● **TEXTE À LIRE**:
──────

L’OGBL a-t-il raison d’affirmer que ce sont les entreprises qui sont les grandes gagnantes de la tripartite?
Michel Reckinger : Non, ce n’est absolument pas le cas. Nous avons abordé cette tripartite avec pour objectif de trouver des réponses à la crise fondamentale dans laquelle on se trouve. Depuis l’automne déjà, la hausse des prix de l’énergie et des matières premières nous préoccupe. L’inflation qui en découle a connu une hausse exponentielle en février avec le déclenchement de la guerre en Ukraine.
Par ailleurs, les entreprises contribuent largement au maintien du pouvoir d’achat des ménages. Sont à mentionner les tranches indiciaires versées en octobre 2021 et avril 2022 et vraisemblablement en avril 2023, en plus d’une augmentation probable du salaire social minimum au 1er janvier 2023.
Vous avez relevé après la signature de l’accord tripartite partiel, le 31 mars, que le patronat a abordé la tripartite sans revendications majeures. L’OGBL vous reproche toutefois d’avoir eu comme unique objectif de vous attaquer à l’index. Qui dit vrai?
Pour reprendre les mots de l’OGBL, je vais souligner à mon tour qu’il s’agit de mensonges. En amont de la tripartite, l’UEL n’a formulé aucune revendication. Réclamer d’office une manipulation n’était pas dans nos intentions. Notre objectif était vraiment de dresser l’état des lieux afin, à partir de là, de discuter des mesures à prendre. Le Statec a présenté une analyse chiffrée globale qui a même été saluée par l’OGBL. Nous, en tant qu’UEL, avons ensuite développé les détails concernant les défis et dangers auxquels doivent faire face les différents secteurs d’activité. Malheureusement, les trois syndicats n’ont en rien contribué à cet état des lieux. On s’est contenté de ressortir le même classeur rouge truffé d’une flopée de revendications…
Assez rapidement, il s’est avéré que la multiplication de tranches indiciaires allait constituer un problème majeur pour les entreprises. Pourquoi?

──────

● **DONNÉES D'ENTRÉE**:
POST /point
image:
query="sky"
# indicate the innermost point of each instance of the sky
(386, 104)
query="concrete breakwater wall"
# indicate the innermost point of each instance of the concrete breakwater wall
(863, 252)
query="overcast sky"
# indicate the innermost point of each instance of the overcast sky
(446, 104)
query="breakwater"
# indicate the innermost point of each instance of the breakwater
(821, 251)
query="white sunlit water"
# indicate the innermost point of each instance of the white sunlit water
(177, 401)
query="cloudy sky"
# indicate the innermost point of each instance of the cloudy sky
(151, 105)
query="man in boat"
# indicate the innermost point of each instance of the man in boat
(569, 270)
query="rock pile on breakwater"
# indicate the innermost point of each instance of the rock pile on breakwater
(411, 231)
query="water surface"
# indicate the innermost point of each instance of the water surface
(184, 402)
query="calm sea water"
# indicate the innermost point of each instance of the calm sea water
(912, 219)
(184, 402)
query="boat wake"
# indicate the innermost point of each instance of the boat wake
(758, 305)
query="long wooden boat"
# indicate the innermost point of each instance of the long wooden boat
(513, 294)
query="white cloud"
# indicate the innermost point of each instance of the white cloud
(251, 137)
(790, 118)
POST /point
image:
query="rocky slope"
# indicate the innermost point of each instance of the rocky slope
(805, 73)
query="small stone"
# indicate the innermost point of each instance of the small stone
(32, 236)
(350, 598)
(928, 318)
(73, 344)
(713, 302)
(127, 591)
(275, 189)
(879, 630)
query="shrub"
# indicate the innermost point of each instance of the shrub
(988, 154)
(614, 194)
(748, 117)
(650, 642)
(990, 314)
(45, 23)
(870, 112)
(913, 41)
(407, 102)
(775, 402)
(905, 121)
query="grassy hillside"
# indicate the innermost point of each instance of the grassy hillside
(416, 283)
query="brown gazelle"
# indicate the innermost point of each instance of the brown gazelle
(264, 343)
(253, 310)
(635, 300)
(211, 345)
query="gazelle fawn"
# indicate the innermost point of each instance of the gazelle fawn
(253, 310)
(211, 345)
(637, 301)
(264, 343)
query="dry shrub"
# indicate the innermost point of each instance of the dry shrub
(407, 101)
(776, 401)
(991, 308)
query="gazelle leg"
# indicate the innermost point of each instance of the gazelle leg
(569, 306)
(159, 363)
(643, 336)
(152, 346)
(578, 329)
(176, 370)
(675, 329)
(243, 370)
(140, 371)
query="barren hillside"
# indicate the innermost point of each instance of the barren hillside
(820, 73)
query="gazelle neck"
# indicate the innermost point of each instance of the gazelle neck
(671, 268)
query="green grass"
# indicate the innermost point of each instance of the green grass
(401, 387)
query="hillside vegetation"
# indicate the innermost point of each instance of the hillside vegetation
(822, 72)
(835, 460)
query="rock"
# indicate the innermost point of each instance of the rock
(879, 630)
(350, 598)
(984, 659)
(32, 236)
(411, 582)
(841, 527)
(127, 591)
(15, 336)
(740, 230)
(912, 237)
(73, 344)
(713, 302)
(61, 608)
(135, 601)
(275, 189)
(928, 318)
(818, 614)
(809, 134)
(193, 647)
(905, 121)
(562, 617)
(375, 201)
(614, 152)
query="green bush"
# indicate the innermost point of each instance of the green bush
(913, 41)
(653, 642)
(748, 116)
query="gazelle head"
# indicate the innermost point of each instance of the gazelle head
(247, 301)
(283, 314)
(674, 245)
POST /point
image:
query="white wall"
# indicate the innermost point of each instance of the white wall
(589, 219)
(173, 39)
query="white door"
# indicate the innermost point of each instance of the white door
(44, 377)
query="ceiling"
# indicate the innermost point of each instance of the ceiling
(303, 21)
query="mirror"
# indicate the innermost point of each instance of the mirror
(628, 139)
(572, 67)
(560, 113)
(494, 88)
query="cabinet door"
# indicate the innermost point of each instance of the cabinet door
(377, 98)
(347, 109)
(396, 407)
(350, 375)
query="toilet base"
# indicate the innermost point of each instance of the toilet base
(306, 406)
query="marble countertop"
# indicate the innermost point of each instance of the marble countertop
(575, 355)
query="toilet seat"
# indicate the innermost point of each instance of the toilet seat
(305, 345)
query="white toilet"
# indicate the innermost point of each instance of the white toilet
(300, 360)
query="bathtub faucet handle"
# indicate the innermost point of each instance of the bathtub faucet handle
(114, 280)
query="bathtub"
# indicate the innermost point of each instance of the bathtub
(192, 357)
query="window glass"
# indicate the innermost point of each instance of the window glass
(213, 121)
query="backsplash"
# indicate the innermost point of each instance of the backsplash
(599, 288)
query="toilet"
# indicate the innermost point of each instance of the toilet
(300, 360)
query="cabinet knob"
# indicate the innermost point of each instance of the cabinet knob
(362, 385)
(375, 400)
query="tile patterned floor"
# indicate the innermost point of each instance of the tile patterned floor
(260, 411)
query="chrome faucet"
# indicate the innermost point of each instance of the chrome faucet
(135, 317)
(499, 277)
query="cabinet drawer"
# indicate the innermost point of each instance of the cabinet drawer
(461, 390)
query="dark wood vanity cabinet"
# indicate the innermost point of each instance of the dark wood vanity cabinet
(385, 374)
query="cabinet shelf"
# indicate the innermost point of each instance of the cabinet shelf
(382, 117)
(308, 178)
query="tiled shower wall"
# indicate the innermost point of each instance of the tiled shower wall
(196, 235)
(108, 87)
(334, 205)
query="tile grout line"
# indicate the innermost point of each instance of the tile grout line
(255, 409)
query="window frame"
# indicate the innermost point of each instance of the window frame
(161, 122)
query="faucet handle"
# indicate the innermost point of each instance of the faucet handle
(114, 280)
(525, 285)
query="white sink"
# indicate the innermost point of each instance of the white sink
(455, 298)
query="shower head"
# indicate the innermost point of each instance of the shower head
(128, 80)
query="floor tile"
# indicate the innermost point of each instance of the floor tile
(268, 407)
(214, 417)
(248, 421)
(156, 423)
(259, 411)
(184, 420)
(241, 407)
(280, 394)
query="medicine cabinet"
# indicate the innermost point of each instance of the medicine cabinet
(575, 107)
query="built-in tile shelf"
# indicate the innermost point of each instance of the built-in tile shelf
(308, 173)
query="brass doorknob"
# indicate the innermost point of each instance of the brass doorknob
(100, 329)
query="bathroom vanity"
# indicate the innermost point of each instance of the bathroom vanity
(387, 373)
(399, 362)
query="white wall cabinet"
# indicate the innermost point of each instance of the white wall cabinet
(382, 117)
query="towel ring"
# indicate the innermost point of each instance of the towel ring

──────

● **EXERCICES À FAIRE**:
1. Pouvez-vous recopier le passage de l'entretien sur la tripartite compris entre « L’OGBL a-t-il raison » et « 1er janvier 2023. », bornes incluses ?
2. Quelles lignes des entrées contiennent la chaîne « wake » ? Extrayez-les toutes, en respectant la casse.

● **RÉSULTATS**:
1.
L’OGBL a-t-il raison d’affirmer que ce sont les entreprises qui sont les grandes gagnantes de la tripartite?
Michel Reckinger : Non, ce n’est absolument pas le cas. Nous avons abordé cette tripartite avec pour objectif de trouver des réponses à la crise fondamentale dans laquelle on se trouve. Depuis l’automne déjà, la hausse des prix de l’énergie et des matières premières nous préoccupe. L’inflation qui en découle a connu une hausse exponentielle en février avec le déclenchement de la guerre en Ukraine.
Par ailleurs, les entreprises contribuent largement au maintien du pouvoir d’achat des ménages. Sont à mentionner les tranches indiciaires versées en octobre 2021 et avril 2022 et vraisemblablement en avril 2023, en plus d’une augmentation probable du salaire social minimum au 1er janvier 2023.

2.
query="boat wake"
# indicate the innermost point of each instance of the boat wake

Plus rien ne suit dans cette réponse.